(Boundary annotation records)
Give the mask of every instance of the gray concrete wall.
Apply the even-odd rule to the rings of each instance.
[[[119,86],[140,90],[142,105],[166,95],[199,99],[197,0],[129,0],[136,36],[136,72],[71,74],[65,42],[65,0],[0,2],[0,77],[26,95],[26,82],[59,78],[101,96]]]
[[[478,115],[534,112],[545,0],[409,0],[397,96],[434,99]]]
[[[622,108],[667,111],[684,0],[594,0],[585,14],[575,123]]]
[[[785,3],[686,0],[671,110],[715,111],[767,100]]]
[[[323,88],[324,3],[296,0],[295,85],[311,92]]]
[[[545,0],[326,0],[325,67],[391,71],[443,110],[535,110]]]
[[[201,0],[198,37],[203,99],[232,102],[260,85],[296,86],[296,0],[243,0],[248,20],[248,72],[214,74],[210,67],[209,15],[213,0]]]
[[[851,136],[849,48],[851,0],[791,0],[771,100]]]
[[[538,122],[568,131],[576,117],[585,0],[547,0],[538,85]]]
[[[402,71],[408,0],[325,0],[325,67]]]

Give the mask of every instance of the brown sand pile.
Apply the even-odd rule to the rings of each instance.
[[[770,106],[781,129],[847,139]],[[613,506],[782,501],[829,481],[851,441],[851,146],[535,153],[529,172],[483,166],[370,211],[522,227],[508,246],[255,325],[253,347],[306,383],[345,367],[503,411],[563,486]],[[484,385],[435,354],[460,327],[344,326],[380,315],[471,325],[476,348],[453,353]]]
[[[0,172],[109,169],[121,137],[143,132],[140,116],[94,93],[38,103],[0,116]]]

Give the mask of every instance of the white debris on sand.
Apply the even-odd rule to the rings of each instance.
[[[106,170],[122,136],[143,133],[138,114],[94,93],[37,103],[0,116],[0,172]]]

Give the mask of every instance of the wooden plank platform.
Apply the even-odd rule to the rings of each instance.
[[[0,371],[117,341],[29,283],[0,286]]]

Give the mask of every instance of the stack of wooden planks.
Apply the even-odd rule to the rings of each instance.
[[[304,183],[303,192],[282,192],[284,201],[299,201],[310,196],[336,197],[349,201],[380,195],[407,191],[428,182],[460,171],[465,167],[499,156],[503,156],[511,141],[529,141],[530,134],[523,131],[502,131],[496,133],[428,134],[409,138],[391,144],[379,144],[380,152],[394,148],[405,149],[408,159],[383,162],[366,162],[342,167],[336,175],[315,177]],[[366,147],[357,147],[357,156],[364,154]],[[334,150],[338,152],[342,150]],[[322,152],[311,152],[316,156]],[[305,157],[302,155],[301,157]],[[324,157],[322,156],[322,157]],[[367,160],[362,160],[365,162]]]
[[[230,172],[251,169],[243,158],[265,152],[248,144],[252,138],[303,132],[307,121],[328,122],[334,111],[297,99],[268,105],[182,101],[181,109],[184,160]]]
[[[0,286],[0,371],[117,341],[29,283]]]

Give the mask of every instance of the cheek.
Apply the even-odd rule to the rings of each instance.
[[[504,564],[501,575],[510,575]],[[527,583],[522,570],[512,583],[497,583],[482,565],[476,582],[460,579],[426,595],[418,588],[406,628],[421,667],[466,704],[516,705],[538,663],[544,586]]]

Task brief:
Copy all of the items above line for line, keeping every character unchanged.

Solved problem:
Give the mask of every instance of the gray concrete wall.
Apply the even-odd rule to the rings of each instance.
[[[119,86],[140,90],[142,105],[166,95],[199,99],[197,0],[129,0],[136,36],[136,72],[71,74],[65,42],[65,0],[0,2],[0,77],[26,95],[26,82],[59,78],[101,96]]]
[[[478,115],[534,112],[545,0],[409,0],[397,96],[434,99]]]
[[[622,108],[667,111],[684,0],[594,0],[585,14],[575,123]]]
[[[785,3],[686,0],[671,110],[715,111],[767,100]]]
[[[323,88],[324,3],[296,0],[295,85],[311,92]]]
[[[545,0],[326,0],[325,67],[391,71],[443,110],[535,110]]]
[[[201,0],[198,37],[203,99],[232,102],[260,85],[296,86],[296,0],[243,0],[248,20],[248,72],[214,74],[210,67],[209,15],[213,0]]]
[[[851,136],[849,48],[851,0],[791,0],[771,100]]]
[[[538,122],[568,131],[576,117],[585,0],[547,0],[538,85]]]
[[[402,71],[408,0],[325,0],[325,67]]]

Give the mask of every instance of the brown sand pile.
Apply the even-odd rule to the rings of each instance.
[[[770,106],[781,129],[847,139]],[[613,506],[782,501],[829,481],[851,441],[851,146],[535,153],[529,172],[483,166],[370,211],[522,227],[508,246],[255,325],[253,347],[306,383],[345,367],[503,411],[563,486]],[[484,385],[435,354],[460,327],[344,326],[380,315],[471,325],[476,348],[453,353]]]
[[[0,172],[109,169],[121,137],[143,132],[140,116],[94,93],[38,103],[0,116]]]

Give the mask of every instance of the white debris on sand.
Apply the even-odd rule to the rings of each instance.
[[[106,170],[122,136],[143,133],[138,114],[94,93],[37,103],[0,116],[0,172]]]

Give the mask of every instance of the wooden plank platform.
Apply the even-odd rule to the rings of each instance.
[[[0,371],[117,341],[29,283],[0,286]]]

Give the mask of every instance of the stack of wooden planks.
Apply the even-odd rule to the rings of each instance.
[[[304,183],[303,192],[282,192],[284,201],[299,201],[310,196],[336,197],[349,201],[380,195],[407,191],[428,182],[460,171],[465,167],[499,156],[503,156],[511,141],[529,141],[530,134],[523,131],[502,131],[496,133],[428,134],[409,138],[391,144],[379,144],[380,152],[394,148],[405,149],[408,159],[383,162],[366,162],[342,167],[336,175],[315,177]],[[366,147],[357,147],[357,156],[364,154]],[[334,150],[338,152],[342,150]],[[322,152],[311,152],[316,156]],[[305,157],[302,155],[301,157]],[[324,157],[322,156],[322,157]],[[367,160],[362,160],[365,162]]]
[[[230,172],[251,169],[243,158],[265,152],[248,144],[252,138],[303,132],[307,121],[328,122],[334,111],[297,99],[268,105],[182,101],[181,109],[184,160]]]
[[[0,286],[0,371],[117,341],[29,283]]]

Give the mask of every instance of the cheek.
Apply the even-odd rule to the rings of each instance.
[[[504,564],[501,575],[510,575]],[[527,583],[522,570],[512,583],[497,583],[482,565],[476,582],[460,579],[426,595],[418,588],[406,628],[421,667],[466,704],[516,705],[538,663],[544,586]]]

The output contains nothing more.